In the zombie book review, when do the zombies come out, and when do they "sleep"?

## Given passage
---*---

He hits most of the Zombie conventions, at least at the beginning, like people trapped in a house with Zombies all around, and even the gore of them tearing people apart. He keeps the uncertainty going rather well, but it gets a bit more muddled once the Zombies begin to evolve. Since they’re not really Zombies of the b-movies, he has interesting scenes where they eat vegetables, as though to say, “See, my zombies are not your zombies. I made them up myself.” His Zombies also come out in the day and “sleep” at night. This does add a nice counterpoint so that the survivors of the PULSE must travel at night and sleep during the day. Of course in a real Zombie scenario, sleep should be more difficult to come by. Like all good Zombie movies, it ends with little resolution as to the state of the world.
In the end we never really know where the PULSE comes from that turns those who hear it into mindless “wiped” creatures of base needs. In some ways I like this and in other ways I don’t. I think in the end, coming up with a reasonable explanation of who or what set things in motion would have been too difficult, so in that way I appreciate him not reverting to giant spiders. It did remind me though, and I needed it right now, that you don’t have to explain everything as long as the story you’re telling is really a humanistic story in the end. He does explain what it does to them, which was an idea I could accept and which I’ve discussed in ways with people before, so it isn’t too far fetched. But in the end we don’t find out what they’re final purpose is. They become an over mind yes, but to what ends? It really screams for about 150 more pages, and not all of them at the end.
All in all I’d wait until this one hits the remainder shelves, you know there will be plenty left over. The reason I say wait for the remainder is that you can then pick it up at $5.00 and not $9.99 when it will inevitably come out in the new paperback like THE WOLVES OF CALA just did. It’s a good summer beach read but little more. I’m not sure there is really even enough classic Zombie material here to entertain the Zombie fan, but they are usually easily satisfied as long as something is eating flesh. I really think this one goes in the pile of books I’ve read recently including Michael Chriton’s PREY that are little more than movie treatments. Then again I wouldn’t buy most of the stuff that goes on in this book if it made it to the big screen. Levitating Zombies anyone?

---*---

## Data below
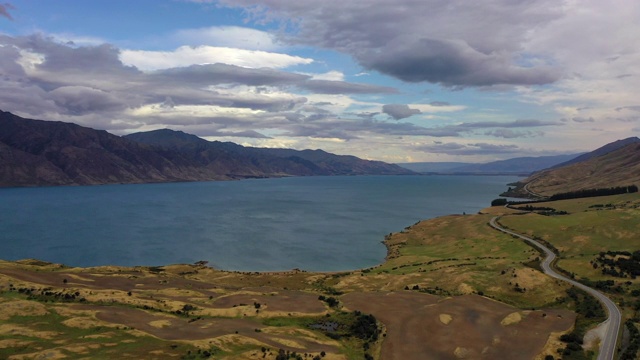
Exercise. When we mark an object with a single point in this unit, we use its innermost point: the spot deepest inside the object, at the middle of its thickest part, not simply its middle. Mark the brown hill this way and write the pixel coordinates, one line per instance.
(620, 167)
(42, 153)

---*---

## Answer for this exercise
They come out during the day and "sleep" at night.